── Passo fornito ──

Oggi alle 13:00 a Trigoria, presso la sala Champions, si è tenuta la conferenza stampa di presentazione di Claudio Ranieri.
In conferenza c’è Stato anche il Responsabile dell’Area Tecnica della Roma, Florent Ghisolfi.
Prende la parola Ghisolfi: “Grazie a tutti per essere presenti così numerosi. Parlo a nome della famiglia Friedkin. Credo che la Roma abbia bisogno di tornare alle proprie radici che abbia bisogno di qualcuno che le appartenga. Prima di tutto, è un grande allenatore con un’esperienza internazionale, e crediamo che sia la persona ideale per aiutarci in questo progetto. Il mister conosce la squadra. Per concludere, non è solo l’allenatore che vi parla, ma anche il futuro dirigente della Roma, che ci aiuterà a costruire il progetto, affiancando la famiglia Friedkin e noi dirigenti”.
Ha parlato coi Friedkin degli errori che hanno fatto?

───
── Righe di dati ──

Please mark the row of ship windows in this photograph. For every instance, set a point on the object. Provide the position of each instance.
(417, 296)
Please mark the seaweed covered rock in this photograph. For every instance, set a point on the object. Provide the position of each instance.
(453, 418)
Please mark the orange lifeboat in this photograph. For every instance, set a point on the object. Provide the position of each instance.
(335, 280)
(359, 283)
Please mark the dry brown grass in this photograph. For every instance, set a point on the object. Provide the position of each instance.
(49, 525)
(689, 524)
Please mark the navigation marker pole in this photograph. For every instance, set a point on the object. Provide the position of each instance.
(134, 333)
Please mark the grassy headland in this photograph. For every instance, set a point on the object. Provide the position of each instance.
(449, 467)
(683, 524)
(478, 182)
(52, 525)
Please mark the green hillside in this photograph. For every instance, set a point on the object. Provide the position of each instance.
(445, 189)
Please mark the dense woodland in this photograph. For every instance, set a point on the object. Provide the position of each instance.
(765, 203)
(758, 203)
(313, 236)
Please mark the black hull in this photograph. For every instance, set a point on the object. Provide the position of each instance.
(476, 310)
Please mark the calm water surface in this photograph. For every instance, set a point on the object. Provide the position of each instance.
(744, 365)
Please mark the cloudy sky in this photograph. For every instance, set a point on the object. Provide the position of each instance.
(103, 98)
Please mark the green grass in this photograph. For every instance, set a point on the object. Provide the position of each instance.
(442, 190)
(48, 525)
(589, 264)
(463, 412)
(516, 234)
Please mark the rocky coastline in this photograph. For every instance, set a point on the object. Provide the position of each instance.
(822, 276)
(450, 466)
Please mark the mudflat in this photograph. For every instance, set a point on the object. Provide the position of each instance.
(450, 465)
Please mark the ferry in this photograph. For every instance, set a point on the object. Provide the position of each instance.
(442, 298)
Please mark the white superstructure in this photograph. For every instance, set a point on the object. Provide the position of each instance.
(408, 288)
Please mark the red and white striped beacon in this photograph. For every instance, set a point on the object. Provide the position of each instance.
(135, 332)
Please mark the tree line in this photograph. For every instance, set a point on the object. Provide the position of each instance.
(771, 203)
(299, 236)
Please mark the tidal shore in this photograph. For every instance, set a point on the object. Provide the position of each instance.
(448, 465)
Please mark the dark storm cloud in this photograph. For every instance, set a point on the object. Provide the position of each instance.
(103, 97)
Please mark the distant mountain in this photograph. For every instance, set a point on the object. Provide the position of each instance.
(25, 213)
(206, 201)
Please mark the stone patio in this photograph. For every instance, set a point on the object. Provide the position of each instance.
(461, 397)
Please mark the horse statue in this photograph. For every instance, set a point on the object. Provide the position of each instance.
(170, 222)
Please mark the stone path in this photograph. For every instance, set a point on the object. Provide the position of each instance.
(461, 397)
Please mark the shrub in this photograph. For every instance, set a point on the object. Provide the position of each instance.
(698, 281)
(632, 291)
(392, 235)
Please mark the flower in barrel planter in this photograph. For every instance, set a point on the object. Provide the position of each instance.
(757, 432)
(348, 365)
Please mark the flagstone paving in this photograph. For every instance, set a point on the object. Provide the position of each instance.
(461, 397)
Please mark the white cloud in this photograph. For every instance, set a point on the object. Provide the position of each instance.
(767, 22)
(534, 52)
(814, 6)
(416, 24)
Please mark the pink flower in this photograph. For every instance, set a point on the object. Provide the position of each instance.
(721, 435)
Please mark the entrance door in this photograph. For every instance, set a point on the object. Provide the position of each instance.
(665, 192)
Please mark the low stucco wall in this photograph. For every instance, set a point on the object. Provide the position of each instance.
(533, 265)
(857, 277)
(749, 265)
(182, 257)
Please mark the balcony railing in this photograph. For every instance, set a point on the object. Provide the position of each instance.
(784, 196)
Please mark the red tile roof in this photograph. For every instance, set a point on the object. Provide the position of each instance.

───

## Obiettivo
Indica, in base al passo fornito, a che ora e in quale sala di Trigoria si è tenuta la conferenza stampa di presentazione di Claudio Ranieri.

## Risultato completo
Alle 13:00, nella sala Champions.